◆ What the exercise asks
Pick out each line in the items below that contains the string "structure". Letter case must match.

Region annotation items:
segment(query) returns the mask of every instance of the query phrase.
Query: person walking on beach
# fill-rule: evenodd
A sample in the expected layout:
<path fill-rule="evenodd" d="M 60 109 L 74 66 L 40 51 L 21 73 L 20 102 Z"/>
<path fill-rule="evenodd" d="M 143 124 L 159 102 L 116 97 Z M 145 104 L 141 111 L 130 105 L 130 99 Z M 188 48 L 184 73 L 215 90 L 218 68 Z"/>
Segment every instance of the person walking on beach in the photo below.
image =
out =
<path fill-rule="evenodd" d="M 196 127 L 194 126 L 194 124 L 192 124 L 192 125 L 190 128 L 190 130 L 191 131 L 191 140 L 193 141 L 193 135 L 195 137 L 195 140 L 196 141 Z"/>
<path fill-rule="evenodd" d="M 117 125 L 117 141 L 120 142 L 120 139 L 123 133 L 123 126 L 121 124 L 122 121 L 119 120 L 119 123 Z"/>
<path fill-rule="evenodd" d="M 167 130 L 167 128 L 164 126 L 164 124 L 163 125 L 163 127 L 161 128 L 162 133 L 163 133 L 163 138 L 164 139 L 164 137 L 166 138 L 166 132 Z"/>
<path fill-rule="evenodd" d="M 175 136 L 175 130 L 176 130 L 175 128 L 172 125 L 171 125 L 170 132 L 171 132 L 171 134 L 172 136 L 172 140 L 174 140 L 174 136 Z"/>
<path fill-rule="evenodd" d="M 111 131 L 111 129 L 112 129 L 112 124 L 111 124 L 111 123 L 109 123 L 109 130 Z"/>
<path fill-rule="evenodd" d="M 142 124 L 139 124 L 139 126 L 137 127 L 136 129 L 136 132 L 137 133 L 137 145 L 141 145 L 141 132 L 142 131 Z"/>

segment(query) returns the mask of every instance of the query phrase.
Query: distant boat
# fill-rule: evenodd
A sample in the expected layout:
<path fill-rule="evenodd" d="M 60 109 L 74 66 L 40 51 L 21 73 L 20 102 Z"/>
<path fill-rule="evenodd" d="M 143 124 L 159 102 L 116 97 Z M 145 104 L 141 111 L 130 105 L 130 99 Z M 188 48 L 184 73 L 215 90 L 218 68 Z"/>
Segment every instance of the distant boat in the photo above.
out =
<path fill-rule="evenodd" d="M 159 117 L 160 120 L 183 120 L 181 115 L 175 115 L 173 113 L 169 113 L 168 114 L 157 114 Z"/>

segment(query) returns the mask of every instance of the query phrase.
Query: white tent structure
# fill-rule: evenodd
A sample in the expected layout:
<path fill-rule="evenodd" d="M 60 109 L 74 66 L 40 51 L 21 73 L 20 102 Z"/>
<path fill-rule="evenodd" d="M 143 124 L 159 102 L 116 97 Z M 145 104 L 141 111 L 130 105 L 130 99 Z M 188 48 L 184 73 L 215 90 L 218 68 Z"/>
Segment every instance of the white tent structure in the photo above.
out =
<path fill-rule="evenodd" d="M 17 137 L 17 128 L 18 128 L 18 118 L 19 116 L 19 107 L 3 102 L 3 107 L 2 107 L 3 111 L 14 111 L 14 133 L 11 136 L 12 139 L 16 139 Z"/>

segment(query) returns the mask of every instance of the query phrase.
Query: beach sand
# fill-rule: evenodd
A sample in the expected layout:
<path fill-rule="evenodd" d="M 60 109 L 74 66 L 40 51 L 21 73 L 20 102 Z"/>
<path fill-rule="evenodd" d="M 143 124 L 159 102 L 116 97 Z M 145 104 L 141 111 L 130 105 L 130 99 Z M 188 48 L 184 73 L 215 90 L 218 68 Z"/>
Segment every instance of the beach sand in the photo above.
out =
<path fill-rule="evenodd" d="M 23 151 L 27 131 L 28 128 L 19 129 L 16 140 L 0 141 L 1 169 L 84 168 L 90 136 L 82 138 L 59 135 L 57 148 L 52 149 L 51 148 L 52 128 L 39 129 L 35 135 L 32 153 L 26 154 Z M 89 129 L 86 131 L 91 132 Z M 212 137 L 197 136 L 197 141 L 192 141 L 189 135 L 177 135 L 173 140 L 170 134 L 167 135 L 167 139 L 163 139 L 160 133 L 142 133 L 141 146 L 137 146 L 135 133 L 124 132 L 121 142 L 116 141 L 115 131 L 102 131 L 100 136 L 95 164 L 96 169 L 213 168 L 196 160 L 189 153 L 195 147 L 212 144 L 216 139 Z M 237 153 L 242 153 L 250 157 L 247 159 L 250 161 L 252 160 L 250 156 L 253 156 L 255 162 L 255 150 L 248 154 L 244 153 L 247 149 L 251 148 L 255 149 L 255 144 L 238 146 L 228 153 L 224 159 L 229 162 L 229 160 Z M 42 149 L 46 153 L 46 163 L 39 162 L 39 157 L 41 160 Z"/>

◆ Solution to the problem
Query: white tent structure
Segment every instance of the white tent structure in the photo above.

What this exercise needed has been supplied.